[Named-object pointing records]
● ● ●

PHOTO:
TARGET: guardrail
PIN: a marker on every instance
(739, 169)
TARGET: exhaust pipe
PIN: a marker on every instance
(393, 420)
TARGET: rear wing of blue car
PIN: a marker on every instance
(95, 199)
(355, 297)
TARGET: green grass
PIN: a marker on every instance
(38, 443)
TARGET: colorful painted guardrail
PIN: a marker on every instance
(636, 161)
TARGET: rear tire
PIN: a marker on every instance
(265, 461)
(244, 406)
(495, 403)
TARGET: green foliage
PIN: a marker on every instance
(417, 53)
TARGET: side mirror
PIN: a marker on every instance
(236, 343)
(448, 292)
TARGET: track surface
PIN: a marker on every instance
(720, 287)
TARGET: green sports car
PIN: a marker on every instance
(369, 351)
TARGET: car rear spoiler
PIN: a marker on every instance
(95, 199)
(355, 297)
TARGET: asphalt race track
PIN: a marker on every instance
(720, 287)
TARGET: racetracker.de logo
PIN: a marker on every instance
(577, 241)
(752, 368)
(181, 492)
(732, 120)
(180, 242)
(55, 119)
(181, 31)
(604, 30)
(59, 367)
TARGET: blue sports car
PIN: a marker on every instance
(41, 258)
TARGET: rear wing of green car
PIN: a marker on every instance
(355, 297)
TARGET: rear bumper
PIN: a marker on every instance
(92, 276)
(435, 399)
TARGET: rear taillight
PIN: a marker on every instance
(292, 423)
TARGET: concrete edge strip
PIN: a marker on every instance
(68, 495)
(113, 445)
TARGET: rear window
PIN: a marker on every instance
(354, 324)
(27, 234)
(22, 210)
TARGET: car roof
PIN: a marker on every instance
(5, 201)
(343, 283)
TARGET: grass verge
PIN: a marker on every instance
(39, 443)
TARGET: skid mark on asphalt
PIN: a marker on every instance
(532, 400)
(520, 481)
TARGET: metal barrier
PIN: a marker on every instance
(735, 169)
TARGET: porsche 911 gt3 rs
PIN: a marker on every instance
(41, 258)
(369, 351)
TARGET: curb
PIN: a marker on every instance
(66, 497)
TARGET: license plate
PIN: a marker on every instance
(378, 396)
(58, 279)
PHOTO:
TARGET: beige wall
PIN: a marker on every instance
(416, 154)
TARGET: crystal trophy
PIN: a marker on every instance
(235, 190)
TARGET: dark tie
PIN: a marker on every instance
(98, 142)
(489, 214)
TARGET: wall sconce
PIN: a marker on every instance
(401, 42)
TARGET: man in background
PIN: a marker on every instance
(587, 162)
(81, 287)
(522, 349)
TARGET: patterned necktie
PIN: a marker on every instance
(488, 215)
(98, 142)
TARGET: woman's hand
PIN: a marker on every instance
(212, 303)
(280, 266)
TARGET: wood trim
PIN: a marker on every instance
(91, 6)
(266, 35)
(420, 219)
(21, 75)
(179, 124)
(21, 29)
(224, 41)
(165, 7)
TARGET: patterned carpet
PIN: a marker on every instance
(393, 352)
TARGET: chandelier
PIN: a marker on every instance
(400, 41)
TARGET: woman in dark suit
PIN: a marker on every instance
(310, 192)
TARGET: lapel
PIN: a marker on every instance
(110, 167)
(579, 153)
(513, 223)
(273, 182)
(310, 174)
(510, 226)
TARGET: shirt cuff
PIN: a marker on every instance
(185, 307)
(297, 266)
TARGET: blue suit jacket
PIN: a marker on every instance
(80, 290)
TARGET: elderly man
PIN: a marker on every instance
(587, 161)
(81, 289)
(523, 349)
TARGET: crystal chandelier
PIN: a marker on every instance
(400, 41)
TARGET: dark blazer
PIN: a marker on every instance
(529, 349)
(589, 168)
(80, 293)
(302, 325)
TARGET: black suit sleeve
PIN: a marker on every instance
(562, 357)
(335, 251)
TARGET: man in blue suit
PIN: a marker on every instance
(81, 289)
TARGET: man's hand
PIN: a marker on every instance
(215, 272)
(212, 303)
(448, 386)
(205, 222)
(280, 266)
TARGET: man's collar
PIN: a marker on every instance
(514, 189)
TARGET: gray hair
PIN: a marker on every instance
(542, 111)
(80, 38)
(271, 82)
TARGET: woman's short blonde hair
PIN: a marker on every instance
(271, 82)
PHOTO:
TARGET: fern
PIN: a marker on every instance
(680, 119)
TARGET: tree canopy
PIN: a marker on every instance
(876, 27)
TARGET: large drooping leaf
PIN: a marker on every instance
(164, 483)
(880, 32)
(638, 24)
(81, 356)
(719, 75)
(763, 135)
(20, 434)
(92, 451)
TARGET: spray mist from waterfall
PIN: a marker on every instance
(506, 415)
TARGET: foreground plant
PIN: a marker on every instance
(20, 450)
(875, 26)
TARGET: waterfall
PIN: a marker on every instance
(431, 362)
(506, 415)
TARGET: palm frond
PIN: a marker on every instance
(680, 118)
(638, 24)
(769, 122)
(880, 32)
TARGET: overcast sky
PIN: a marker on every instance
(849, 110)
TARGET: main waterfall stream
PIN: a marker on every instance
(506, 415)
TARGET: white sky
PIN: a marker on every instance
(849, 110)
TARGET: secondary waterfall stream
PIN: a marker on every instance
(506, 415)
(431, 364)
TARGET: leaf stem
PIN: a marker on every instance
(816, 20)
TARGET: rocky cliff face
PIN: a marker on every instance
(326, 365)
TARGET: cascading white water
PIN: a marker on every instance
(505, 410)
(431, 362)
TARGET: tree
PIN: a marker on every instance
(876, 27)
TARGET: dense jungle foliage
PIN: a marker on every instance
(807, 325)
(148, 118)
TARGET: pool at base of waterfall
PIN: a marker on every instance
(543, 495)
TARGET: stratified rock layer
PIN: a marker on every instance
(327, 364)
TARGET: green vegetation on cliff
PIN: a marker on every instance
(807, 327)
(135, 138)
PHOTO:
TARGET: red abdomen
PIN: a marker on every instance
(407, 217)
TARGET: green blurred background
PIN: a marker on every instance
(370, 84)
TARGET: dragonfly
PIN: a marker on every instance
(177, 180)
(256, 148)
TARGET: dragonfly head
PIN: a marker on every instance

● ● ●

**Stated problem:**
Repeat the data precisely, line by line.

**Written answer:**
PHOTO:
TARGET: guardrail
PIN: a marker on every instance
(739, 169)
TARGET: exhaust pipe
PIN: a marker on every instance
(393, 420)
TARGET: rear wing of blue car
PIN: a marker on every instance
(95, 199)
(355, 297)
TARGET: green grass
PIN: a marker on every instance
(38, 443)
TARGET: colorful painted guardrail
PIN: a marker on every instance
(636, 161)
TARGET: rear tire
PIN: a marker on every instance
(265, 461)
(244, 406)
(495, 403)
TARGET: green foliage
PIN: a marker on every instance
(417, 53)
TARGET: side mirror
PIN: a marker on every instance
(236, 343)
(448, 292)
TARGET: track surface
PIN: a marker on every instance
(720, 287)
TARGET: green sports car
PIN: a marker on every instance
(369, 351)
TARGET: car rear spoiler
PIN: a marker on every instance
(95, 199)
(355, 297)
TARGET: asphalt race track
PIN: a marker on every instance
(720, 287)
TARGET: racetracker.de logo
PIN: a marker on every instance
(577, 241)
(752, 368)
(181, 492)
(732, 120)
(180, 242)
(55, 119)
(181, 31)
(604, 30)
(59, 367)
TARGET: blue sports car
PIN: a marker on every instance
(41, 258)
TARGET: rear wing of green car
PIN: a marker on every instance
(355, 297)
TARGET: rear bumper
PIN: a marker on every instance
(92, 276)
(435, 399)
TARGET: rear taillight
PIN: a marker on every instance
(292, 423)
TARGET: concrete edge strip
PIN: a marker on every instance
(68, 495)
(113, 445)
TARGET: rear window
PIN: a marker on every instance
(354, 324)
(27, 234)
(22, 210)
TARGET: car roof
PIN: a marker on every instance
(5, 201)
(343, 283)
TARGET: grass verge
PIN: a marker on every instance
(39, 443)
TARGET: skid mark on asphalt
PIN: a marker on every instance
(532, 400)
(520, 481)
TARGET: metal barrier
PIN: a marker on every instance
(735, 169)
TARGET: porsche 911 gt3 rs
PIN: a marker on every instance
(41, 258)
(369, 351)
TARGET: curb
PIN: a marker on every instance
(66, 497)
TARGET: license plate
PIN: a marker on every instance
(378, 396)
(58, 279)
PHOTO:
TARGET: beige wall
PIN: a marker on every instance
(416, 154)
TARGET: crystal trophy
PIN: a marker on every instance
(235, 190)
TARGET: dark tie
PIN: a marker on every instance
(98, 142)
(489, 214)
TARGET: wall sconce
PIN: a marker on every instance
(401, 42)
TARGET: man in background
PIN: a marker on every instance
(587, 162)
(81, 287)
(522, 349)
TARGET: patterned necktie
PIN: a marker on every instance
(488, 215)
(98, 142)
TARGET: woman's hand
PIN: a marker on every instance
(212, 303)
(280, 266)
TARGET: wood trim
PIN: a marker on every instance
(91, 6)
(266, 35)
(420, 219)
(21, 75)
(179, 124)
(21, 29)
(224, 41)
(165, 7)
TARGET: patterned carpet
PIN: a marker on every instance
(393, 352)
TARGET: chandelier
PIN: a marker on every instance
(400, 41)
TARGET: woman in dark suit
PIN: a marker on every instance
(310, 192)
TARGET: lapel
PIN: a marker on every instance
(110, 167)
(579, 153)
(513, 223)
(273, 182)
(310, 174)
(510, 226)
TARGET: shirt cuff
PIN: a marker on every instance
(185, 307)
(297, 266)
TARGET: blue suit jacket
PIN: a marker on every instance
(80, 290)
TARGET: elderly man
PIN: a marker on every instance
(587, 161)
(81, 289)
(523, 349)
TARGET: crystal chandelier
PIN: a marker on every instance
(400, 41)
TARGET: dark blazer
PIN: a marker on every instance
(529, 349)
(589, 168)
(80, 293)
(302, 325)
TARGET: black suit sleeve
PIN: a marker on every instance
(562, 357)
(335, 251)
TARGET: man in blue suit
PIN: a marker on every instance
(81, 289)
TARGET: man's hand
PIN: a marker on every instance
(215, 272)
(212, 303)
(448, 386)
(205, 222)
(280, 266)
TARGET: man's collar
PIN: a marker on every instance
(514, 189)
TARGET: gray hair
PIN: a marker on every instance
(542, 111)
(80, 38)
(271, 82)
TARGET: woman's short blonde hair
PIN: a marker on every instance
(271, 82)
PHOTO:
TARGET: fern
PIN: a marker on every instance
(680, 119)
TARGET: tree canopy
PIN: a marker on every instance
(876, 27)
TARGET: large drooping leaf
PIN: a marker on every instance
(164, 483)
(880, 32)
(638, 24)
(81, 356)
(719, 75)
(763, 135)
(20, 434)
(92, 451)
TARGET: spray mist from waterfall
PIN: a marker on every instance
(506, 415)
TARGET: foreground plant
PIN: a marker on every instance
(20, 450)
(875, 26)
TARGET: waterfall
PIN: a marker on every instance
(431, 362)
(506, 415)
TARGET: palm frond
PIN: a marker on every instance
(680, 118)
(638, 24)
(769, 122)
(880, 32)
TARGET: overcast sky
PIN: a marker on every instance
(849, 110)
TARGET: main waterfall stream
PIN: a marker on every instance
(506, 415)
TARGET: white sky
PIN: a marker on every instance
(849, 110)
TARGET: secondary waterfall stream
PIN: a marker on every instance
(506, 415)
(431, 364)
TARGET: leaf stem
PIN: a marker on every instance
(816, 20)
TARGET: rocky cliff face
PIN: a marker on every instance
(326, 365)
TARGET: cascading white water
PIN: a marker on every instance
(505, 410)
(431, 362)
TARGET: tree
PIN: a marker on every instance
(876, 27)
TARGET: dense jungle foliage
PIN: a marker on every instance
(807, 325)
(148, 118)
TARGET: pool at base of waterfall
PIN: a marker on every instance
(543, 495)
TARGET: stratified rock layer
PIN: a marker on every instance
(327, 364)
TARGET: green vegetation on cliff
PIN: a marker on every instance
(807, 327)
(135, 138)
PHOTO:
TARGET: red abdomen
PIN: a marker on every instance
(407, 217)
TARGET: green blurred background
PIN: a marker on every instance
(370, 84)
TARGET: dragonfly
PIN: a marker on every instance
(177, 180)
(256, 148)
TARGET: dragonfly head
PIN: a marker on every instance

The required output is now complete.